• **What to do**
Please print everything from the line containing "mouth, written as integer pixel values." down to the last line, both included, reproducing each line exactly.

• **Input material**
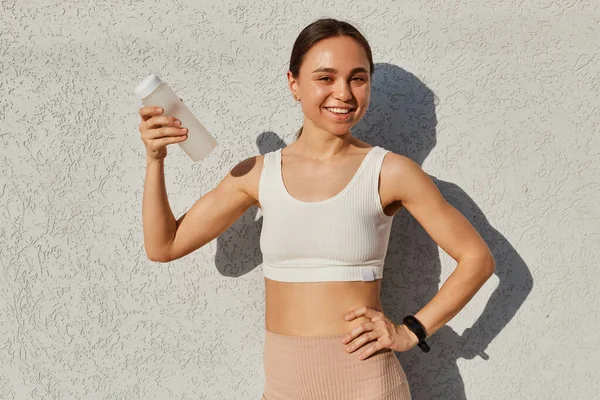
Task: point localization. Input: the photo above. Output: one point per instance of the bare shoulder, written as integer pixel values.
(397, 166)
(402, 179)
(246, 175)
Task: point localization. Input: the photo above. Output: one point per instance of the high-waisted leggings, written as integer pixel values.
(319, 368)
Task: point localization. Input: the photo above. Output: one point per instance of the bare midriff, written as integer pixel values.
(317, 308)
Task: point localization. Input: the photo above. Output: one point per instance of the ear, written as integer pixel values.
(293, 84)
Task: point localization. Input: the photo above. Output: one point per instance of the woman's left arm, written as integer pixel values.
(450, 230)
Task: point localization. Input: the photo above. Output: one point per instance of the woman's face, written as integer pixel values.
(334, 73)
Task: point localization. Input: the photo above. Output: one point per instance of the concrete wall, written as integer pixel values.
(498, 100)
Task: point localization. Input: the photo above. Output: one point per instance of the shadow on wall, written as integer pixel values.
(401, 118)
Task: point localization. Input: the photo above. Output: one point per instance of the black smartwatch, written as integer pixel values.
(417, 328)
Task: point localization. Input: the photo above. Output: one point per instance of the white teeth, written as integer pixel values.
(339, 110)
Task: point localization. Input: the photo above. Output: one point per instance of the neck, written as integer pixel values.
(321, 144)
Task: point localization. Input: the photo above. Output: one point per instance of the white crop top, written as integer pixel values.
(342, 238)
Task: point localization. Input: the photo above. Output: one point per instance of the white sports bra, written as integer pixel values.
(342, 238)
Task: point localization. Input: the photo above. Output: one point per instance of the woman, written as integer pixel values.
(328, 201)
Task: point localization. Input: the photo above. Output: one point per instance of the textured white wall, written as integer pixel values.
(497, 99)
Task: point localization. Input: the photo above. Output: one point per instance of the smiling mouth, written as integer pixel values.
(340, 111)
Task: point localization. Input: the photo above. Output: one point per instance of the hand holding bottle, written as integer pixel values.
(158, 131)
(153, 93)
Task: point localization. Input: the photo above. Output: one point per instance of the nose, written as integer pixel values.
(343, 91)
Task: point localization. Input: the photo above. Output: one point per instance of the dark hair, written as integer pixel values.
(324, 29)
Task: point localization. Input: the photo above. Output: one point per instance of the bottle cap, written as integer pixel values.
(147, 86)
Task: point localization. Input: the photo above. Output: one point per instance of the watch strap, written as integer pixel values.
(417, 328)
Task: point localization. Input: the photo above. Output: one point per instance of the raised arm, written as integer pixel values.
(213, 213)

• **Complete answer**
Task: point localization. Input: the photo above. Output: one point per instance of the smiling mouth, written as integer pixel values.
(340, 111)
Task: point localization. Input: the photo above. Output: one point per instance of the hand holding bottle, written as integer pixel values.
(158, 131)
(153, 93)
Task: point localization. Input: the photo above. Output: one point per instance of the nose, written as integer pixel values.
(343, 91)
Task: point localization. Input: the photo above. Output: one point per instance of the dark hair, written as integer pixel values.
(324, 29)
Task: point localization. Input: the photo above. Output: one point per instance of the bottle cap, written as integer pixel values.
(147, 86)
Task: point localization. Input: the photo above. Output: one point per instance of the watch strap, written as integer pixel values.
(417, 328)
Task: point localization. Input: the photo above. Output: one point per instance of the raised arm, written as integer pixel values.
(213, 213)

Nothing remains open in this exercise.